__PROMPT A__.
Check each statement against the node discovery text. Mark (i), (ii), and (iii) yes or no, and quote the words of the text that decide each one.
(i) Nodes use UDP for their discovery calls.
(ii) A node's id is a Keccak-256 digest of the Public Key from its SSL certificate.
(iii) A node has to be a single physical machine.
__PROMPT B__. Go on with the text on node discovery, starting after its last sentence.

__PASSAGE PROVIDED__.
Communications

Node Discovery

Nodes form a peer-to-peer network, constantly communicating with each other to reach consensus about the state of the Blockchain. A node is not necessarily a single physical machine, but it appears as a single logical entity to the rest of their peers by having a unique ID and address where it responds to requests.

Nodes periodically try to discover each other based on elements of the Kademlia protocol. Unlike the original Kademlia which was using UDP, nodes are using point-to-point gRPC calls for communication. The specifics can be found under Kademlia API. According to this protocol every Node has the following properties:

  • id is a Keccak-256 digest of the Public Key from the SSL certificate of the node

  • host is the public endpoint where the node is reachable

  • discovery_port is where the gRPC service implementing the KademliaService is listening

  • protocol_port is where the gRPC service implementing the consensus related functionality is listening

The KademliaService itself has to implement only two methods:

  • Ping is used by the sender to check if the callee is still alive. It also gives the callee the chance to update its list of peers and remember that it has seen the sender node.

__RECORD LIST__.
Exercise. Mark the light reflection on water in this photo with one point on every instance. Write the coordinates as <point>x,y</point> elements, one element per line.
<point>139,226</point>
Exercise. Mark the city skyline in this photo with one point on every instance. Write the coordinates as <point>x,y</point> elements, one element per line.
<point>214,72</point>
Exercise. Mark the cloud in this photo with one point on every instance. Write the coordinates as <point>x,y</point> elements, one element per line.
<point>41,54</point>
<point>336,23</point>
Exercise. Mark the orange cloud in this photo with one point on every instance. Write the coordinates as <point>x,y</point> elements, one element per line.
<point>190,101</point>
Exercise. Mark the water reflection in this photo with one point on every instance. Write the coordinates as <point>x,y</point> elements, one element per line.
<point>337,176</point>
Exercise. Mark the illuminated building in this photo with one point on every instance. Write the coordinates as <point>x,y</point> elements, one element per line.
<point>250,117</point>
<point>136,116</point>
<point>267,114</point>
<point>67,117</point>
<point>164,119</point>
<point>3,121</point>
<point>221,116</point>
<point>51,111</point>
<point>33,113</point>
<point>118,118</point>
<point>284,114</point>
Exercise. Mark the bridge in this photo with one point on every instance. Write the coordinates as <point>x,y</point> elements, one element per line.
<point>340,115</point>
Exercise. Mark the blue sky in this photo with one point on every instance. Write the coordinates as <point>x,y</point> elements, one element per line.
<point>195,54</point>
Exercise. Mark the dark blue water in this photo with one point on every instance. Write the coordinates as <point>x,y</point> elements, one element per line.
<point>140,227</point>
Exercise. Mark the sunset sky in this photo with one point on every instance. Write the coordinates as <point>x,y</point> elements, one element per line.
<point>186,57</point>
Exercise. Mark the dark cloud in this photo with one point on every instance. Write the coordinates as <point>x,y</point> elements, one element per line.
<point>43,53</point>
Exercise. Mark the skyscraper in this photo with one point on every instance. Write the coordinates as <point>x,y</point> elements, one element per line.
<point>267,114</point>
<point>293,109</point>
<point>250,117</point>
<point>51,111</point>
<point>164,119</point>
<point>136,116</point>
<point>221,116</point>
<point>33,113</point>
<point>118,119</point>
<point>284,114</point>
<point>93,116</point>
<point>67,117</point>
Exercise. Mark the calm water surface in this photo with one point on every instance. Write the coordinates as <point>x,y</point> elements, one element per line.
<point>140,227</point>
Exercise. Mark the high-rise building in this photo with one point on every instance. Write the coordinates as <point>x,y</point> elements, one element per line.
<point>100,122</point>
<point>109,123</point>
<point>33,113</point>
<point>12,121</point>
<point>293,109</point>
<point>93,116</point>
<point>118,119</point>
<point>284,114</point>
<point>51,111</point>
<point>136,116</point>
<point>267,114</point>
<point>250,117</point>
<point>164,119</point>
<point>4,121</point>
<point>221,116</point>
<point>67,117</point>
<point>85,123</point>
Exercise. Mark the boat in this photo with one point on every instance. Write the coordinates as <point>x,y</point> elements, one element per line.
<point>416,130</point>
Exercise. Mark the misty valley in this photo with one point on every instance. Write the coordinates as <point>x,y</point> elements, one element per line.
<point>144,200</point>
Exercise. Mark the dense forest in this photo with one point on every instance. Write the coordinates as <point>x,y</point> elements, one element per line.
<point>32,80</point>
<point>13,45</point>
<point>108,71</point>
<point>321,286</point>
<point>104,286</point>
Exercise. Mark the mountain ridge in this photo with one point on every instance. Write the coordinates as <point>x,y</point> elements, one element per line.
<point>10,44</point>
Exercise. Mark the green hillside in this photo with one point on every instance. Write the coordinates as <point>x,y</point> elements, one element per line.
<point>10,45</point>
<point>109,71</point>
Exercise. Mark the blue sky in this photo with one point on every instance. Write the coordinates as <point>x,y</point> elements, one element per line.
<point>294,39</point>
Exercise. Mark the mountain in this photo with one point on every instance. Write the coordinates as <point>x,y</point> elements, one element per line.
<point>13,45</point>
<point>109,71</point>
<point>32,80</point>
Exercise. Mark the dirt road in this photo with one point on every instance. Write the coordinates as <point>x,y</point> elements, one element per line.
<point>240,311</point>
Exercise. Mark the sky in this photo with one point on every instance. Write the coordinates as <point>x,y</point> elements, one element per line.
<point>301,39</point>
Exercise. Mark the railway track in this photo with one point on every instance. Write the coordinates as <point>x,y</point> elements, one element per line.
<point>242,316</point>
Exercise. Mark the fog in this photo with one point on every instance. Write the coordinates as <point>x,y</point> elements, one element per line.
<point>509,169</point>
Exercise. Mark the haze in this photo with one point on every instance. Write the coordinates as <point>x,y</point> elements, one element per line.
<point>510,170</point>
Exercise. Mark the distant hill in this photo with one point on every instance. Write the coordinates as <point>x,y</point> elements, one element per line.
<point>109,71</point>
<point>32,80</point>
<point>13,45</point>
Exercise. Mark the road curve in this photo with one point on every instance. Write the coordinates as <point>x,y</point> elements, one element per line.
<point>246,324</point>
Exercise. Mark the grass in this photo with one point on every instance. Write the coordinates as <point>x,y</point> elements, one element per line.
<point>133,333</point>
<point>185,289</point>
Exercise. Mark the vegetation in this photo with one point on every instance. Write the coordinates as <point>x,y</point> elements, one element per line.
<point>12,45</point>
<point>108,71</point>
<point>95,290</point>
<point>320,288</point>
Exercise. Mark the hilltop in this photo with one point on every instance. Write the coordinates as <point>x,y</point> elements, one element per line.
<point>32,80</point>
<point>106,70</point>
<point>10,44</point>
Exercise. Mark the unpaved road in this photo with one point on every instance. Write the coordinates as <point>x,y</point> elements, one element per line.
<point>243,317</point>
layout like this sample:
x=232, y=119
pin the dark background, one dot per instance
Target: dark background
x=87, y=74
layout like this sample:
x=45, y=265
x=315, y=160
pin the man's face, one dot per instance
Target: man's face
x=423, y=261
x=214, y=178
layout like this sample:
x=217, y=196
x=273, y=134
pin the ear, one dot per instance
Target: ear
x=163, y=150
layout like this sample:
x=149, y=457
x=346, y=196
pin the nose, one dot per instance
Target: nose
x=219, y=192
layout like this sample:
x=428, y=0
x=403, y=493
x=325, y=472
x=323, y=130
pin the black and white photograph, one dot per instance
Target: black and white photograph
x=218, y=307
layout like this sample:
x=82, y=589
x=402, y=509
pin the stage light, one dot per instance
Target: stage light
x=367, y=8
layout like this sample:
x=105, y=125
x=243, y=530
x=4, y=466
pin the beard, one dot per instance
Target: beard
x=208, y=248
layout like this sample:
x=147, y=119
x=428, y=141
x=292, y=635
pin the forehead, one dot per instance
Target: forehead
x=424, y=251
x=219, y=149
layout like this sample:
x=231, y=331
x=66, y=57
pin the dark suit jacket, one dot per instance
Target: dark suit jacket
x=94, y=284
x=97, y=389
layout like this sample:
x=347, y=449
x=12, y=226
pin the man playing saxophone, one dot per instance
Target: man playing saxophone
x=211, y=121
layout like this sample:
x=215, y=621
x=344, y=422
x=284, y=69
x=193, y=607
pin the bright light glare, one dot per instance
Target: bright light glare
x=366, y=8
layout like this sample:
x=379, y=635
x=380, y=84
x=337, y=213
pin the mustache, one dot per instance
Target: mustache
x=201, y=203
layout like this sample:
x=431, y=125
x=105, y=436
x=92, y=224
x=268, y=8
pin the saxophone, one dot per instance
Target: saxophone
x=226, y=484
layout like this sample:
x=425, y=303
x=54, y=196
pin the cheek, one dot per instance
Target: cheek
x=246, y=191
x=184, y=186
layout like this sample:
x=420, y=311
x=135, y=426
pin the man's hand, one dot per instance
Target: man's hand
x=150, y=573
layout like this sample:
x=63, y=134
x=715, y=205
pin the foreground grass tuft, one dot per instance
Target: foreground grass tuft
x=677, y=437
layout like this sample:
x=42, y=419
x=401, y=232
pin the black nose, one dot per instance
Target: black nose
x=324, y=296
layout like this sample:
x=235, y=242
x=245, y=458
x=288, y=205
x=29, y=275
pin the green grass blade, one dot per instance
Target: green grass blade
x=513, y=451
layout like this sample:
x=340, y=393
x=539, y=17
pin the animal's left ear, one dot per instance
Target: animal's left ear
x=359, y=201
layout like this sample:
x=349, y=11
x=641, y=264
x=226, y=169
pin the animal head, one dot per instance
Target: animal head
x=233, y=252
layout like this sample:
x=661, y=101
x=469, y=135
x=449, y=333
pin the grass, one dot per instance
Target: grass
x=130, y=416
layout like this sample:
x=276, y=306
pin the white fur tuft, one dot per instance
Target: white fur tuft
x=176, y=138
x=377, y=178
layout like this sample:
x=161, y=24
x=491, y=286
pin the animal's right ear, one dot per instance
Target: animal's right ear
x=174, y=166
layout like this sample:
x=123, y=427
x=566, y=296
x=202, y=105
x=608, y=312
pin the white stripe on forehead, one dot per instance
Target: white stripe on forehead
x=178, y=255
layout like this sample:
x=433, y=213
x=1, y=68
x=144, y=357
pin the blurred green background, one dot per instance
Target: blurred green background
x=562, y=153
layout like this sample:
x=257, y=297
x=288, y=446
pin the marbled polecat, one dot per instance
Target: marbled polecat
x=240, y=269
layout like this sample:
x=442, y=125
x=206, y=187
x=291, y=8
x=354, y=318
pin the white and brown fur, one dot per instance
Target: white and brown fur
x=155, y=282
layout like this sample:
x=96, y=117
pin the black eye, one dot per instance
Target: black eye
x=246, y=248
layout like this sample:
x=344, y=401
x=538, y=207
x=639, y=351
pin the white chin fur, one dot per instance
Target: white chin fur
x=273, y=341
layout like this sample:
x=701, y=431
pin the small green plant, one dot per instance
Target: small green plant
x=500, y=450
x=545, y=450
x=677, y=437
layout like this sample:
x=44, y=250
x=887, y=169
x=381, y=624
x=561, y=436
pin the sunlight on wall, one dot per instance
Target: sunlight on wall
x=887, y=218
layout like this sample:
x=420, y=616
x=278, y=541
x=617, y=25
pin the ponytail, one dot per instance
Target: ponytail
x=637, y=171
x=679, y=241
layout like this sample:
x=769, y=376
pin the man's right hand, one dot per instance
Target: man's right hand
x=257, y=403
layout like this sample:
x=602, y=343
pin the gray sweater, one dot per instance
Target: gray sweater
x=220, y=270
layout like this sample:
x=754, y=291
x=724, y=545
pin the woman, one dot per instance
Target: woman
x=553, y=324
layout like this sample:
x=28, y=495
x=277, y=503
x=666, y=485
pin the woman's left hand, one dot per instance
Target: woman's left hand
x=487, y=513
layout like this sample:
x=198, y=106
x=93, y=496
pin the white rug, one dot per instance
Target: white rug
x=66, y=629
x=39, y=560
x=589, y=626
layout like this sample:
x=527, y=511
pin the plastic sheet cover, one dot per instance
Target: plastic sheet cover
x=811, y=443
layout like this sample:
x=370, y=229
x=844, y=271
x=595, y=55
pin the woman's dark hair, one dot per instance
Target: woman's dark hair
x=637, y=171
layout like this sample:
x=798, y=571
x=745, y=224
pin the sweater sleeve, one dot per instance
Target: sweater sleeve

__TASK OUTPUT A__.
(i) No: "Unlike the original Kademlia which was using UDP, nodes are using point-to-point gRPC calls for communication."
(ii) Yes: "id is a Keccak-256 digest of the Public Key from the SSL certificate of the node"
(iii) No: "A node is not necessarily a single physical machine"

__TASK OUTPUT B__.
  • Lookup asks the node to return a list of Nodes that are closest to the id the sender is looking for, where distance between two Nodes based on the longest common prefix of bits in their id.

At startup the nodes should be configured with the address of a well known peer to bootstrap themselves from. To discover other nodes they can pick from multiple strategies:

  • Perform one-time lookup on their own id by the bootstrap node (which doesn't know them yet) to receive a list of peers closest to itself. Recursively perform the same lookup with those peers to accumulate more and more addresses until there are nothing new to add.

  • Periodically construct artificial keys to try to find peers at certain distances from id and perform a lookup by a random node.

Block Gossiping

Nodes propose Blocks in parallel by finding Deploys that can be applied independently of each other. Whenever a new Block is formed, it has to propagate through the network to become part of the consensus. This is achieved by nodes making calls to each other via gRPC to invoke methods on their GossipService interface which should be listening on the protocol_port of the Node that represents the peers in the network. The details of the service can be seen under Gossiping API.

Principles

We call the method by which information is disseminated on the network gossiping. Gossiping means that when a node comes across new bits of information it will relay it to a selection of its peers, who do the same, eventually saturating the network, i.e. get to the point where everyone has been notified.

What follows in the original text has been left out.